§ 本题任务: 根据下面这篇关于元代杨家将杂剧部将形象的文章,列出其中提到的元代严禁汉人、南人从事的全部活动。

§ 文章节选:
元代杨家将杂剧中的部将形象
2018-05-25林宇佳
林宇佳
摘要:在元代灿若星辰的杂剧作品中,杨家将杂剧是闪耀其中的一颗。千百年来,杨家将故事广为流传,英雄人物深受人民喜爱。元代杨家将杂剧今存两本,分别是《谢金吾诈拆清风楼》《昊天塔孟良盗骨》,塑造了鲜活而生动的部将焦赞、孟良和岳胜,这三人在杨家将故事中发挥了重要作用。深入研究部将形象,可以更全面的把握杨家将杂剧中的人物形象,探究元代文人的创作心理。
关键词:元杂剧;杨家将;部将;形象
一、元代杨家将杂剧中部将形象的成因
元代蒙古族政权之下,民族问题尖锐,“元世祖统一全国后,将其所属分为蒙古人,色目人,汉人,南人四等,待遇贵贱有差,法律明文规定,各级地方长官均由蒙古人和色目人担任,汉人充其量仅可充任副职,南人不得染指。蒙古人殴打汉人,汉人不得还手,蒙古人打死汉人,只罚凶手出征、赔钱,汉人官吏不得处理蒙古人的犯罪案,还严禁汉人、南人习武、畋猎、赛神、集会、祈祷、夜行、甚至点灯,汉人受尽摧殘蹂躏。” (1)在这样的民族压迫下,汉人敢怒不敢言。杨家将故事的背景是北宋,北宋自与契丹相抗以来,先后与金朝、西夏、蒙古等兵戎相见,人民一直生活在水深火热之中,渴望被拯救。元代剧作家希望借“戏场”以补偿“战场”,为了矮化“番将”衬托出杨家将的神勇无敌,塑造了血刃番军的部将形象,孟良曾自诩道:“若放了他一个儿抹的着回家路。唉,兀的不屈杀俺宣花也这柄蘸金斧。” (2)又说“但撞着无干罢,直杀的他似菱蒲刘華,截魏开瓜”、“也不是我杀人心戎狠毒,管教他便人亡马倒都做血模突。” (3)番军的无能和部将的武艺超群形成了鲜明的对比,这也是汉人长期受压迫,内心迫切反抗的体现。
杨家将杂剧中有精彩的武打情节,在舞台上,可以产生强烈的艺术冲击力。元代剧作家塑造了焦赞、孟良这样的猛将,并为他们设计了打斗情节,节奏明快、对抗激烈,丰富了舞台效果,具有极高的艺术魅力。焦赞、孟良和岳胜性格淳朴率真,戏剧中对他们的描写活灵活现,用语诙谐幽默,如《谢金吾》中焦赞的形象,言语之间透露着耿直豪爽、敢作敢当,英雄气概中夹着些许鲁莽,颇有“草莽英雄”的风姿,这更符合普通大众心中的英雄。又比如《谢金吾》中,焦赞帮杨六郎私下三关探亲,并杀死佞臣谢金吾全家。《昊天塔》中,孟良帮杨六郎取回骨殖,并一人抵挡追兵,为六郎杀死韩延寿争取了时间。最后“正义都战胜了邪恶”,符合民间对大团圆结局的期待,以及希望奸佞之人得到惩罚的心理。这些因素都为部将形象的产生奠定了基础。

§ 提取信息:
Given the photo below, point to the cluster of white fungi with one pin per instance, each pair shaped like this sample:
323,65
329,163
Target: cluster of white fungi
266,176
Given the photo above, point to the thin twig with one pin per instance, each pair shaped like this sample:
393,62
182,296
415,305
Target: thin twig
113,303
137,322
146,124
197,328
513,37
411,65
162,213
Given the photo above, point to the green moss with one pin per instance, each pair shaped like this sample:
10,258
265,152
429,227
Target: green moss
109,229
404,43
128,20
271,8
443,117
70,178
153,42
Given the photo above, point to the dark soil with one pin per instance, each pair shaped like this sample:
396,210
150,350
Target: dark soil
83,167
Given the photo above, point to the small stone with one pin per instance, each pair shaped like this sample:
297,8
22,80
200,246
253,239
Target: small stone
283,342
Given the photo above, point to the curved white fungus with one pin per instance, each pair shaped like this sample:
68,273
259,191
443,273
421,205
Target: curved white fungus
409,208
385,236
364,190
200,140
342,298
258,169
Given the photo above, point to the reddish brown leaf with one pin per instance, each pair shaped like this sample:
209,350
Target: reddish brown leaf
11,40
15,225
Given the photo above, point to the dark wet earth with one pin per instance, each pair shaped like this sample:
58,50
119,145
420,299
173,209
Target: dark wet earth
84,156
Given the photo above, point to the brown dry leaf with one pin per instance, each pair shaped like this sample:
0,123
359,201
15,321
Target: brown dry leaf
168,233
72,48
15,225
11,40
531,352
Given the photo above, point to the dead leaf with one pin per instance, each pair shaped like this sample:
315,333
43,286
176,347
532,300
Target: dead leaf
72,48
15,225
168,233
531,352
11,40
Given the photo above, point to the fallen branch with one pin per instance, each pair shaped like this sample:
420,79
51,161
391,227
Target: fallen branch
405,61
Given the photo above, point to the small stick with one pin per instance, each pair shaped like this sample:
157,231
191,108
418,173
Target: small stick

§ 参考解答: 习武、畋猎、赛神、集会、祈祷、夜行、点灯。